== WHAT TO PRODUCE ==
Format the listing below as a Markdown table with two columns, Row and Line. Give each line its own numbered row, and leave out the blank lines.

Rows from a box labeling dataset:
+-------+

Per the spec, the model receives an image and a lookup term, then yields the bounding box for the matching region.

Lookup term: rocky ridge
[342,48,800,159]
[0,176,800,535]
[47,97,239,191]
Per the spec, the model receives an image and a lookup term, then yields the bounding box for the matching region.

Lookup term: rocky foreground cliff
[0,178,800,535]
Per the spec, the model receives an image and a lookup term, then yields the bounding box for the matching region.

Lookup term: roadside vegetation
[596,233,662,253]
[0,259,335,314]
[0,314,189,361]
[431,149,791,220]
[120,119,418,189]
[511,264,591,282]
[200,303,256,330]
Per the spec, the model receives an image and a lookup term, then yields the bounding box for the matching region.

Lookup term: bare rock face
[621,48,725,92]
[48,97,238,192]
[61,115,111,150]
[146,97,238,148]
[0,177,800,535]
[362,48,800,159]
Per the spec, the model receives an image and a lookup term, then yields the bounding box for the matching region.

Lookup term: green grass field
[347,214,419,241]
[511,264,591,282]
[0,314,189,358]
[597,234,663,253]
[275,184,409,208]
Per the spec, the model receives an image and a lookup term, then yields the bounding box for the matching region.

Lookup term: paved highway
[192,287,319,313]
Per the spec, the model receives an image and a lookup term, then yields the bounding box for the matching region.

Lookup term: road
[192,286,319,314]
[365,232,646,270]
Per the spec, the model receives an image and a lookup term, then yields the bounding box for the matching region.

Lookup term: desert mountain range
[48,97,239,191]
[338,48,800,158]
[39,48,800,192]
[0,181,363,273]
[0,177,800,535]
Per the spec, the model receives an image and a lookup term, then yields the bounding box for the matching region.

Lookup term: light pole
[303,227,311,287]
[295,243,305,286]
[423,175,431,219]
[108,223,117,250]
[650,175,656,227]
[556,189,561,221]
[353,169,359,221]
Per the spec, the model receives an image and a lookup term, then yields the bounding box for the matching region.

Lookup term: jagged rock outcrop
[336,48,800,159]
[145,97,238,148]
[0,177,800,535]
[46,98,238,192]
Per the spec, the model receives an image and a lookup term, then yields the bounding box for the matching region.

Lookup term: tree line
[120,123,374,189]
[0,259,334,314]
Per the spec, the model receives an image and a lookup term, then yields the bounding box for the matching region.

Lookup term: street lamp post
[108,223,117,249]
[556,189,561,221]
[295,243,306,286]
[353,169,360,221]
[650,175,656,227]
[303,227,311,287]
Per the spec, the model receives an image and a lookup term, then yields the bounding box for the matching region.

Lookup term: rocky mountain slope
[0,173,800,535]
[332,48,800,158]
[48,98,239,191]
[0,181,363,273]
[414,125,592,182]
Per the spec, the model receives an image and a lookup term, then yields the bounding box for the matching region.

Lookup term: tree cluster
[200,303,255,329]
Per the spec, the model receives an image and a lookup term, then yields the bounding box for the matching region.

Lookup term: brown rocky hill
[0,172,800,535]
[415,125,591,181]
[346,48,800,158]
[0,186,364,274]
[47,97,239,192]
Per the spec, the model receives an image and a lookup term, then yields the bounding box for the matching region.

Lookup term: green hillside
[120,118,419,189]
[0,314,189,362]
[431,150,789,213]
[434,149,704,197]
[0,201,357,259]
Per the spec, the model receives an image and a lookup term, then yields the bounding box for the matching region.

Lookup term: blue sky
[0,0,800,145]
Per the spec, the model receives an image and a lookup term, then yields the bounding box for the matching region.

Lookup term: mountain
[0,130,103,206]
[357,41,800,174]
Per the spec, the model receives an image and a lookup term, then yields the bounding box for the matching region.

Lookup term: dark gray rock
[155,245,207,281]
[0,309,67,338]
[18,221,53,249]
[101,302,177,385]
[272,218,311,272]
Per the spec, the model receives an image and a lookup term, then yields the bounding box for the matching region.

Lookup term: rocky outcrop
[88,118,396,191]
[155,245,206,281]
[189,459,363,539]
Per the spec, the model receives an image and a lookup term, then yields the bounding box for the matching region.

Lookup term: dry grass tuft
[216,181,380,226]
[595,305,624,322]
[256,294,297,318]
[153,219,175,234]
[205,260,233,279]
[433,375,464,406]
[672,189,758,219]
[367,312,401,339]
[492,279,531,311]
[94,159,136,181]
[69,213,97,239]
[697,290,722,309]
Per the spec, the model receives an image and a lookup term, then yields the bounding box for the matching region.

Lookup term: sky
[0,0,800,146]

+-------+

== FULL SOLUTION ==
| Row | Line |
|---|---|
| 1 | Per the spec, the model receives an image and a lookup term, then yields the bounding box for the matching region. |
| 2 | Lookup term: rocky ridge |
| 3 | [342,48,800,159] |
| 4 | [0,176,800,535] |
| 5 | [47,97,239,191] |
| 6 | Per the spec, the model receives an image and a lookup term, then yields the bounding box for the matching region. |
| 7 | Lookup term: rocky foreground cliff |
| 8 | [0,178,800,535] |
| 9 | Per the spec, the model receives an image and a lookup term, then yields the bounding box for the matching region. |
| 10 | Lookup term: roadside vegetation |
| 11 | [596,233,662,253] |
| 12 | [0,259,335,314] |
| 13 | [0,314,189,361] |
| 14 | [431,149,791,220] |
| 15 | [120,119,418,189] |
| 16 | [511,264,591,282] |
| 17 | [200,303,256,330] |
| 18 | Per the spec, the model receives an image and a lookup term, then yields the bounding box for the matching region. |
| 19 | Lookup term: bare rock face |
| 20 | [621,48,725,92] |
| 21 | [48,97,238,192] |
| 22 | [61,115,111,150] |
| 23 | [146,97,238,148] |
| 24 | [0,177,800,535] |
| 25 | [362,48,800,159] |
| 26 | Per the spec, the model receives an image and a lookup term, then yields the bounding box for the matching region. |
| 27 | Lookup term: green grass field |
| 28 | [347,214,419,241] |
| 29 | [511,264,591,282] |
| 30 | [0,314,189,358] |
| 31 | [597,234,663,253] |
| 32 | [275,184,409,208] |
| 33 | Per the spec, the model receives an image and a lookup term, then yields the bounding box for the matching region. |
| 34 | Lookup term: paved highway |
| 35 | [192,287,319,313] |
| 36 | Per the spec, the model receives an image and a lookup term, then yields the bounding box for the matching region. |
| 37 | Lookup term: road |
| 38 | [192,286,319,314] |
| 39 | [365,232,646,270] |
| 40 | Per the spec, the model receives an image and a lookup term, then yields the bounding box for the matching region. |
| 41 | Lookup term: desert mountain range |
| 42 | [48,97,239,191] |
| 43 | [338,48,800,158] |
| 44 | [39,48,800,192] |
| 45 | [0,181,363,273] |
| 46 | [0,177,800,535] |
| 47 | Per the spec, the model receives an image and a lookup term, then yields the bounding box for the matching region. |
| 48 | Lookup term: light pole |
| 49 | [303,227,311,287] |
| 50 | [295,243,305,286] |
| 51 | [423,175,431,219] |
| 52 | [108,223,117,250] |
| 53 | [650,175,656,227] |
| 54 | [556,189,561,221] |
| 55 | [353,169,359,221] |
| 56 | Per the spec, the model receives an image and a lookup term, then yields the bounding box for the matching region. |
| 57 | Lookup term: jagged rock outcrop |
| 58 | [336,48,800,159] |
| 59 | [145,97,238,148] |
| 60 | [0,177,800,535] |
| 61 | [46,98,238,192] |
| 62 | Per the spec, the model receives an image and a lookup term, then yields the bounding box for the matching region. |
| 63 | Lookup term: tree line |
| 64 | [120,123,374,189] |
| 65 | [0,259,334,314] |
| 66 | Per the spec, the model receives an image and a lookup term, then yields the bounding box for the matching region. |
| 67 | Lookup term: street lamp post |
| 68 | [108,223,117,249] |
| 69 | [556,189,561,221] |
| 70 | [295,243,306,286] |
| 71 | [353,169,360,221] |
| 72 | [650,175,656,227] |
| 73 | [303,227,311,287] |
| 74 | Per the spec, the model receives an image and a lookup term, then yields the bounding box for the matching region. |
| 75 | Lookup term: rocky mountain slope |
| 76 | [0,173,800,535] |
| 77 | [332,48,800,158] |
| 78 | [48,98,239,191] |
| 79 | [0,181,363,273] |
| 80 | [414,125,592,182] |
| 81 | Per the spec, the model receives an image and a lookup term, then yields the bounding box for the matching region. |
| 82 | Lookup term: tree cluster |
| 83 | [200,303,255,329] |
| 84 | Per the spec, the model receives an image and a lookup term, then yields the bounding box for the matching region. |
| 85 | Lookup term: brown rocky hill |
| 86 | [0,172,800,535] |
| 87 | [415,125,591,181] |
| 88 | [346,48,800,158] |
| 89 | [0,186,364,274] |
| 90 | [47,97,239,192] |
| 91 | Per the spec, the model receives an image and a lookup term, then yields the bounding box for the matching region. |
| 92 | Lookup term: green hillside |
| 93 | [120,118,419,189] |
| 94 | [0,314,189,362] |
| 95 | [431,150,789,213] |
| 96 | [434,149,704,197] |
| 97 | [0,201,357,259] |
| 98 | Per the spec, the model receives an image and a lookup term, then yields the bounding box for the matching region. |
| 99 | Lookup term: blue sky |
| 100 | [0,0,800,145] |
| 101 | Per the spec, the model receives an image and a lookup term, then yields the bounding box for the matching region. |
| 102 | Lookup term: mountain |
| 103 | [0,130,103,206] |
| 104 | [357,41,800,174] |
| 105 | Per the spec, the model receives an image and a lookup term, then yields the bounding box for the matching region. |
| 106 | Lookup term: dark gray rock |
| 107 | [155,245,207,281] |
| 108 | [0,309,67,338] |
| 109 | [18,221,53,249] |
| 110 | [101,302,177,385] |
| 111 | [272,218,311,272] |
| 112 | Per the spec, the model receives an image and a lookup term, then yields the bounding box for the matching region. |
| 113 | Lookup term: rocky outcrop |
| 114 | [88,118,396,191] |
| 115 | [155,245,206,281] |
| 116 | [189,459,363,539] |
| 117 | Per the spec, the model receives an image and a lookup term, then yields the bounding box for the matching region. |
| 118 | Lookup term: dry grass tuft |
| 119 | [216,181,380,226] |
| 120 | [595,305,624,322] |
| 121 | [256,294,297,318] |
| 122 | [153,219,175,234] |
| 123 | [205,260,233,279] |
| 124 | [433,375,464,406] |
| 125 | [672,189,758,219] |
| 126 | [367,312,401,339] |
| 127 | [492,279,531,311] |
| 128 | [94,159,136,181] |
| 129 | [69,213,97,239] |
| 130 | [697,290,722,309] |
| 131 | Per the spec, the model receives an image and a lookup term, then yields the bounding box for the matching region. |
| 132 | Lookup term: sky |
| 133 | [0,0,800,146] |